#### Vorliegender Text ####

Vom Bösen, das allzeit präsent ist

Trier · Das Trierer Tanztheater bringt die Dämonen des Hieronymus Bosch auf die Bühne, inszeniert von Susanne Linke.

 Gefährliche Szene: Tänzer Paul Hess in der neuen Produktion „Hieronymus und der Meister sind auch da“ am Trierer Theater. Foto: Theater Trier/Oliver Look

Gefährliche Szene: Tänzer Paul Hess in der neuen Produktion „Hieronymus und der Meister sind auch da“ am Trierer Theater. Foto: Theater Trier/Oliver Look

Foto: OLIVER LOOK (g_kultur

Trier Vor den schwarzen Wänden der Theaterbühne steht eine weiße Faltwand, deren Teile zu einer Skulptur angeordnet sind. Davor liefern sich zwei Tänzer einen Kampf. "Halt", ruft Susanne Linke aus dem Zuschauerraum, "das müssen wir noch mal machen, ich komme mal auf die Bühne." Und schon ist die grazile Frau in Jeans und Pullover unterwegs Richtung Bühne.
Die Choreographin und Chefin der Trierer Tanzsparte probt gerade für ihre neue Produktion "Hieronymus und der Meister sind auch da". Soviel sei vorab verraten: die Faltwand wird ihr unschuldiges Weiß nicht behalten, sondern Projektionsfläche für allerhand Motive werden, die sich auf den Titel und die Idee des Stücks beziehen. Von welchem Hieronymus hier die Rede sein wird, ist nach dem Bosch-Jahr 2016 leicht zu erraten. Gemeint ist der rätselhafte niederländische Maler, in dessen Werk sich nach den Worten des Kunsthistorikers Henri Focillon "der Bodensatz des Mittelalters entleert". Tatsächlich findet sich im Werk des Künstlers, der an der Schnittstelle zwischen Mittelalter und Neuzeit lebte, alles verbildlicht, was dieses Mittelalter ausmacht: tiefe Frömmigkeit, die untrennbar verbunden ist mit ebenso tief sitzenden Ängsten vor Höllenqualen und Strafe, als Folge von Sündhaftigkeit und Lust. Gleichwohl: Was offensichtlich Hieronymus Boschs Alpträume vor 500 Jahren an den Tag brachten, was er als Menschsein erkannte, ist aktuell wie eh und je. Auch heute setzen Gewalt und Größenwahn die Welt in Brand, sind Eitelkeit, Neid, Bösartigkeit und Hass an der Tagesordnung. "Bosch war geradezu ein Visionär, zu was Menschen in der Lage sind", sagt Susanne Linke.

#### Vorliegende Einträge ####

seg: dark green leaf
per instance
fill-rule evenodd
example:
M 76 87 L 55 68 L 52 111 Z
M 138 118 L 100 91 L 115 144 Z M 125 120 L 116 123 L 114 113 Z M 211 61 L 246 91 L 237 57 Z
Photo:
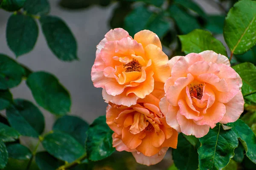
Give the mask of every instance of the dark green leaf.
M 43 71 L 34 72 L 29 75 L 26 84 L 40 106 L 58 115 L 70 111 L 70 95 L 54 76 Z
M 33 15 L 47 14 L 50 11 L 48 0 L 27 0 L 23 8 L 28 14 Z
M 21 8 L 26 0 L 3 0 L 0 7 L 8 11 L 17 11 Z
M 8 20 L 6 40 L 16 57 L 33 49 L 38 35 L 38 28 L 34 19 L 27 15 L 13 14 Z
M 99 161 L 111 155 L 115 151 L 112 146 L 113 131 L 106 123 L 106 116 L 101 116 L 94 120 L 87 131 L 86 147 L 89 159 Z
M 0 110 L 8 108 L 12 102 L 12 95 L 9 90 L 0 90 Z
M 212 50 L 227 56 L 226 49 L 221 42 L 207 31 L 196 29 L 187 34 L 179 35 L 179 38 L 181 42 L 182 51 L 186 54 Z
M 6 110 L 10 124 L 22 136 L 38 137 L 44 128 L 42 113 L 28 101 L 17 99 L 14 102 L 15 105 Z
M 0 140 L 0 168 L 3 168 L 8 161 L 8 152 L 4 143 Z
M 218 124 L 199 138 L 201 143 L 198 151 L 200 169 L 219 170 L 228 164 L 238 145 L 238 140 L 232 129 L 224 130 Z
M 13 60 L 0 54 L 0 89 L 12 88 L 20 84 L 25 71 Z
M 76 41 L 64 21 L 50 16 L 42 16 L 39 21 L 48 45 L 52 53 L 63 61 L 78 59 Z
M 35 162 L 41 170 L 55 170 L 64 162 L 58 160 L 47 152 L 36 153 Z
M 44 149 L 56 158 L 71 162 L 86 153 L 83 146 L 70 135 L 55 132 L 45 136 L 42 142 Z
M 0 123 L 0 141 L 15 141 L 19 138 L 20 134 L 14 128 Z
M 188 34 L 195 29 L 200 28 L 195 17 L 183 11 L 177 5 L 171 6 L 168 12 L 170 17 L 175 20 L 182 34 Z
M 256 44 L 256 1 L 242 0 L 227 14 L 224 38 L 235 54 L 243 54 Z
M 88 126 L 88 123 L 78 117 L 64 116 L 56 121 L 52 130 L 69 134 L 84 146 Z
M 181 170 L 196 170 L 198 167 L 198 158 L 196 149 L 180 133 L 177 148 L 172 150 L 172 159 L 176 167 Z
M 241 119 L 227 125 L 233 127 L 232 130 L 243 144 L 246 155 L 256 164 L 256 136 L 253 130 Z
M 7 148 L 9 158 L 26 160 L 29 159 L 32 156 L 30 150 L 26 147 L 20 144 L 8 144 Z

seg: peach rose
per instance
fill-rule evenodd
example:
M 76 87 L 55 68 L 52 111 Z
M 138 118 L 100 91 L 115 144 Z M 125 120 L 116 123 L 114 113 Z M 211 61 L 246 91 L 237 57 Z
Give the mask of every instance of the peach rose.
M 113 147 L 132 152 L 137 162 L 148 166 L 159 162 L 169 147 L 177 145 L 178 133 L 159 108 L 162 91 L 155 89 L 130 107 L 111 103 L 107 109 L 107 123 L 114 132 Z
M 154 82 L 166 82 L 171 74 L 168 62 L 155 34 L 142 31 L 134 40 L 116 28 L 97 46 L 92 80 L 95 87 L 103 88 L 106 102 L 129 107 L 152 92 Z
M 244 110 L 241 78 L 228 59 L 211 51 L 176 56 L 160 106 L 167 123 L 200 138 L 218 122 L 237 120 Z

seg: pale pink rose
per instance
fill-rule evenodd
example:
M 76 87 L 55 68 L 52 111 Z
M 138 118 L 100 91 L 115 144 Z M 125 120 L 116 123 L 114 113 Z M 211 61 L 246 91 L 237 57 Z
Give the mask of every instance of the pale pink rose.
M 91 73 L 93 85 L 102 88 L 103 99 L 128 107 L 135 105 L 171 74 L 168 57 L 157 36 L 148 30 L 134 40 L 122 28 L 110 30 L 97 46 Z
M 160 107 L 167 124 L 198 138 L 218 122 L 237 120 L 244 110 L 242 81 L 228 59 L 212 51 L 176 56 Z

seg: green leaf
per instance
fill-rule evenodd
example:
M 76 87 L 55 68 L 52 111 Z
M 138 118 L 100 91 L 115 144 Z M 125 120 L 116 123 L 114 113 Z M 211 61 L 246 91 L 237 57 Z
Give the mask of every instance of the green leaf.
M 20 134 L 14 128 L 0 123 L 0 141 L 14 142 L 19 138 Z
M 99 116 L 89 126 L 86 147 L 89 159 L 96 161 L 111 155 L 115 149 L 112 146 L 113 131 L 106 123 L 106 116 Z
M 0 89 L 18 85 L 25 71 L 23 68 L 6 55 L 0 54 Z
M 246 155 L 256 164 L 256 136 L 253 130 L 241 119 L 227 125 L 233 127 L 232 130 L 243 144 Z
M 47 152 L 38 152 L 35 155 L 35 162 L 41 170 L 55 170 L 64 164 Z
M 225 47 L 221 42 L 214 38 L 210 32 L 196 29 L 186 35 L 179 35 L 182 46 L 181 50 L 186 54 L 199 53 L 205 50 L 212 50 L 227 56 Z
M 170 17 L 175 20 L 182 34 L 188 34 L 201 27 L 195 17 L 182 10 L 177 5 L 171 6 L 168 11 Z
M 6 40 L 16 57 L 33 49 L 38 35 L 38 28 L 33 18 L 27 15 L 13 14 L 8 20 Z
M 39 21 L 48 45 L 52 53 L 63 61 L 77 60 L 76 41 L 64 21 L 51 16 L 43 16 Z
M 28 14 L 41 15 L 49 12 L 50 5 L 48 0 L 27 0 L 23 8 Z
M 42 144 L 51 155 L 68 162 L 86 154 L 85 149 L 81 144 L 70 135 L 61 132 L 47 135 Z
M 4 143 L 0 140 L 0 168 L 3 168 L 7 164 L 8 152 Z
M 12 95 L 9 90 L 0 90 L 0 110 L 7 108 L 12 102 Z
M 7 151 L 9 158 L 19 160 L 29 159 L 32 154 L 30 150 L 26 147 L 20 144 L 8 144 Z
M 3 0 L 0 7 L 8 11 L 17 11 L 21 8 L 26 0 Z
M 40 110 L 30 102 L 14 100 L 15 105 L 6 110 L 12 126 L 22 136 L 38 137 L 44 128 L 44 118 Z
M 230 10 L 224 28 L 231 53 L 239 54 L 256 44 L 256 1 L 242 0 Z
M 199 138 L 201 143 L 198 150 L 200 169 L 221 169 L 234 156 L 234 150 L 238 145 L 236 133 L 232 129 L 224 130 L 218 124 Z
M 52 130 L 69 134 L 84 146 L 88 127 L 88 123 L 79 117 L 67 115 L 58 119 L 54 123 Z
M 177 148 L 172 150 L 172 159 L 176 167 L 182 170 L 195 170 L 198 167 L 196 149 L 180 133 Z
M 40 106 L 58 115 L 70 112 L 70 95 L 54 76 L 43 71 L 34 72 L 29 75 L 26 84 Z

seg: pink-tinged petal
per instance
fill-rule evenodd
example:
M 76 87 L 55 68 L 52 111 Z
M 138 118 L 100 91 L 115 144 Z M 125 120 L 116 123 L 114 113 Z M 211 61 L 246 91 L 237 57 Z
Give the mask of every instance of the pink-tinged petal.
M 209 131 L 209 126 L 198 125 L 192 119 L 188 119 L 180 113 L 177 114 L 177 120 L 180 125 L 181 132 L 186 135 L 194 135 L 197 138 L 201 138 Z
M 230 66 L 228 58 L 220 54 L 218 54 L 212 51 L 207 50 L 199 53 L 204 58 L 204 60 L 208 62 L 215 62 L 217 64 L 223 63 Z
M 206 113 L 204 114 L 203 119 L 195 122 L 198 125 L 206 125 L 213 128 L 216 126 L 216 124 L 222 119 L 225 113 L 225 105 L 223 103 L 215 102 L 207 110 Z
M 138 163 L 150 166 L 157 164 L 161 162 L 165 156 L 168 148 L 168 147 L 163 147 L 158 153 L 151 156 L 145 156 L 142 153 L 137 152 L 133 152 L 132 155 Z
M 226 124 L 236 122 L 244 111 L 244 104 L 243 95 L 239 91 L 231 100 L 225 104 L 226 113 L 220 122 Z
M 137 32 L 134 35 L 134 40 L 142 44 L 145 48 L 149 44 L 154 44 L 162 50 L 162 45 L 157 35 L 149 30 L 144 30 Z
M 146 56 L 152 61 L 153 77 L 155 80 L 164 83 L 171 75 L 168 57 L 161 48 L 153 44 L 148 45 L 145 49 Z
M 179 78 L 175 82 L 174 85 L 169 87 L 166 93 L 166 96 L 171 105 L 174 106 L 178 105 L 178 101 L 181 97 L 180 96 L 181 91 L 193 80 L 194 80 L 194 77 L 191 74 L 189 74 L 187 77 Z

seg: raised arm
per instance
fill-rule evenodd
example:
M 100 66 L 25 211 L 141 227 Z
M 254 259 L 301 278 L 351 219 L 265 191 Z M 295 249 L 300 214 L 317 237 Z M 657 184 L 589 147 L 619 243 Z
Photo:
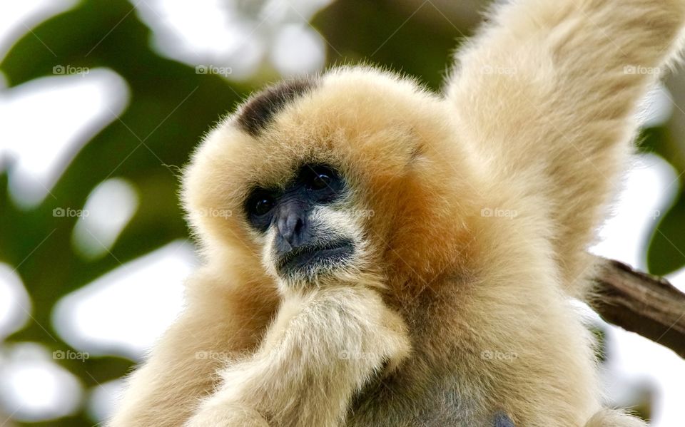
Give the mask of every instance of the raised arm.
M 636 106 L 680 46 L 685 0 L 514 0 L 490 20 L 457 54 L 447 96 L 494 179 L 527 187 L 523 205 L 502 207 L 552 218 L 570 283 L 616 190 Z

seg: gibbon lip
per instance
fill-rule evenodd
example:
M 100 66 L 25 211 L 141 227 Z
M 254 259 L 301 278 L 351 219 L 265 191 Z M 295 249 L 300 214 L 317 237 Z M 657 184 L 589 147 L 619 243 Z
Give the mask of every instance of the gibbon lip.
M 290 272 L 313 264 L 335 262 L 350 257 L 354 252 L 351 240 L 341 239 L 325 245 L 308 245 L 285 253 L 278 262 L 278 271 Z

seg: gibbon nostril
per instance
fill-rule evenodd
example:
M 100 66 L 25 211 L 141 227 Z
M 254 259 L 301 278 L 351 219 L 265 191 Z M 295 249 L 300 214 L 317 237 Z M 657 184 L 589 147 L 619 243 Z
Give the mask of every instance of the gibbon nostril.
M 281 238 L 290 246 L 297 247 L 302 242 L 302 232 L 305 222 L 302 217 L 302 211 L 295 206 L 284 206 L 278 212 L 276 226 Z

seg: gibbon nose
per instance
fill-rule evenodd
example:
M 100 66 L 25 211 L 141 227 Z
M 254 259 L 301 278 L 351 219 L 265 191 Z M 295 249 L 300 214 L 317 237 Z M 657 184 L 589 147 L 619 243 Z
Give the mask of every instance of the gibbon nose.
M 276 227 L 278 235 L 284 242 L 292 249 L 305 243 L 305 212 L 298 203 L 290 202 L 282 205 L 278 210 L 278 220 Z

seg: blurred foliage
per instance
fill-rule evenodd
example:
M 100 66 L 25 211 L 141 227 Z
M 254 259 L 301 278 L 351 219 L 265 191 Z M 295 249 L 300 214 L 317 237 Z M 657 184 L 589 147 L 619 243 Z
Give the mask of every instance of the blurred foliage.
M 439 88 L 451 53 L 477 22 L 447 16 L 432 4 L 423 3 L 415 12 L 420 4 L 345 0 L 320 11 L 313 25 L 328 43 L 328 63 L 379 64 Z M 0 63 L 9 87 L 51 76 L 57 64 L 70 64 L 110 68 L 126 79 L 131 91 L 120 120 L 90 138 L 51 190 L 55 197 L 47 197 L 36 208 L 24 211 L 15 206 L 8 192 L 12 165 L 0 165 L 0 261 L 16 267 L 34 307 L 31 322 L 8 341 L 40 342 L 51 351 L 70 349 L 51 320 L 60 298 L 120 262 L 188 236 L 178 204 L 178 179 L 167 165 L 185 164 L 211 124 L 265 83 L 256 78 L 237 83 L 215 75 L 198 75 L 193 66 L 161 56 L 149 46 L 150 29 L 131 13 L 132 8 L 124 0 L 82 1 L 27 32 Z M 674 138 L 666 130 L 651 129 L 645 135 L 646 149 L 666 158 L 674 156 L 676 145 L 664 142 Z M 679 173 L 684 170 L 682 164 L 674 165 Z M 52 211 L 81 208 L 93 188 L 108 178 L 132 182 L 141 204 L 111 249 L 112 256 L 88 262 L 77 256 L 71 244 L 77 218 L 56 218 Z M 653 272 L 668 272 L 685 264 L 684 223 L 685 198 L 681 194 L 674 208 L 662 216 L 652 240 L 649 254 Z M 133 364 L 114 356 L 59 362 L 86 388 L 121 377 Z M 83 411 L 34 425 L 89 426 L 93 421 Z

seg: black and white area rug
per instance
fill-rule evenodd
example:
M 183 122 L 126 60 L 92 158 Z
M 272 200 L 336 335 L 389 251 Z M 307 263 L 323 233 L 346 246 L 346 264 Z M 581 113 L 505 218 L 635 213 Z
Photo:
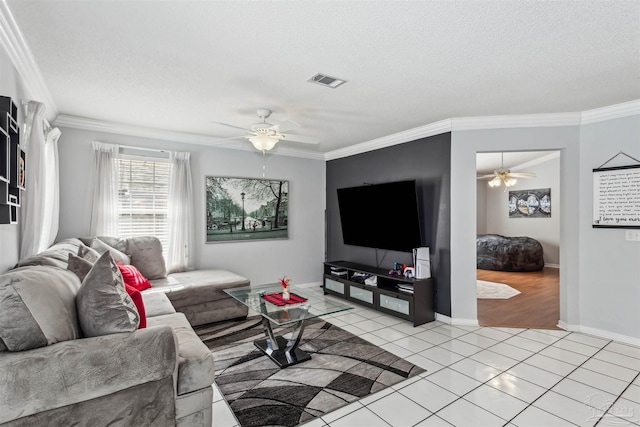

####

Aufgabenliste:
a - Wie heißt laut dem vorliegenden Text die neue Produktion, für die Susanne Linke probt?
b - Formatiere die Zeilen der Einträge zwischen der Zeile mit "seg: pale pink rose" und der Zeile mit "M 160 107 L", beide eingeschlossen, als nummerierte Liste und lass dabei Leerzeilen weg.

Lösungen:
a - „Hieronymus und der Meister sind auch da“

b -
1. seg: pale pink rose
2. per instance
3. fill-rule evenodd
4. example:
5. M 76 87 L 55 68 L 52 111 Z
6. M 138 118 L 100 91 L 115 144 Z M 125 120 L 116 123 L 114 113 Z M 211 61 L 246 91 L 237 57 Z
7. Give the mask of every instance of the pale pink rose.
8. M 91 73 L 93 85 L 102 88 L 103 99 L 128 107 L 135 105 L 171 74 L 168 57 L 157 36 L 148 30 L 134 40 L 122 28 L 110 30 L 97 46 Z
9. M 160 107 L 167 124 L 198 138 L 218 122 L 237 120 L 244 110 L 242 81 L 228 59 L 212 51 L 176 56 Z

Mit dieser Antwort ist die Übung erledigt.